Benefit’s stores on Alibaba Group Holding’s Tmall, JD.Com, and Douyin will shut down on Jan. 28, the company recently announced. Afterward, Chinese customers can purchase Benefit products at Sephora’s offline and online shops. Benefit products are still available on Tmall and JD.Com but not on Douyin.
Benefit entered the Chinese Mainland market in 2007 by opening its first offline store in Shanghai. From the following year, it started selling its products at Sephora’s outlets in the country. Benefit had 275 stores in 81 Chinese cities as of the end of 2020 but shut them all down in 2021 to focus on online sales.
Benefit is adjusting its business scale and development focus in the Chinese mainland, Yicai learned from the customer service of Benefit’s Tmall store.
The withdrawal of Benefit from Chinese e-commerce platforms is mainly related to business objectives, said Zhang Yi, chief executive officer and chief analyst of iiMedia Research, The Time Weekly reported today. The company’s product style is lively and youthful, but prices failed to adapt to the consumption concepts of young Chinese consumers, Zhang added.
Against the backdrop of recent changes in China’s cosmetic market, many foreign makeup brands have gradually retreated from the Chinese market or narrowed their business scope.
Maybelline gradually closed all its offline stores in the Chinese market in 2022. The makeup brand under L’Oréal sells its products only at Watsons now. Mecca Cosmetica shut down its Tmall flagship store last November, only four years after the Australian beauty brand entered the Chinese market.
However, 75 percent of the top 20 cosmetics brands by sales during Tmall’s Double 11 Shopping Festival were overseas premium brands last year. Most rising Chinese makeup brands have replaced low- and mid-end foreign brands.
● ● ● ●
▶ EXERCISE INSTRUCTIONS:
• A. According to the Benefit article, how many stores did Benefit have in Chinese cities as of the end of 2020?
• B. Write out everything in the Benefit article from "However, 75 percent" down to "mid-end foreign brands.", word for word.

▶ GIVEN ENTRIES:
● ● ● ●
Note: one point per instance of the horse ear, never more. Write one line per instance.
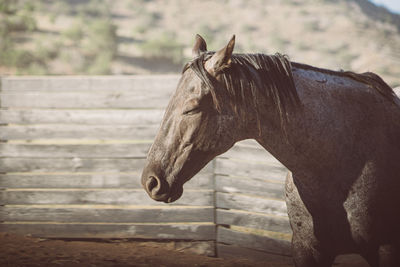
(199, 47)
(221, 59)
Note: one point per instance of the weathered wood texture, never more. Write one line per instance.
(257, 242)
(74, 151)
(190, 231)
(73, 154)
● ● ● ●
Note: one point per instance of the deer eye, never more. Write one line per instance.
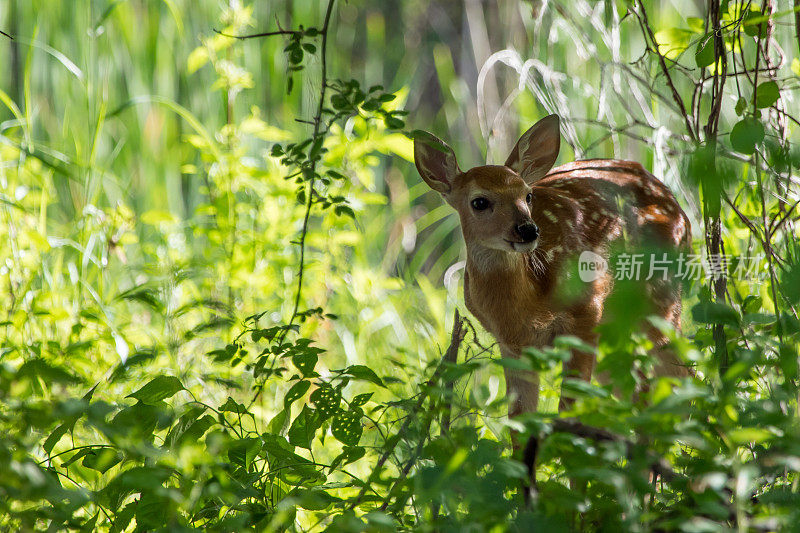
● ● ● ●
▶ REPLIES:
• A. 275 stores in 81 Chinese cities.

• B.
However, 75 percent of the top 20 cosmetics brands by sales during Tmall’s Double 11 Shopping Festival were overseas premium brands last year. Most rising Chinese makeup brands have replaced low- and mid-end foreign brands.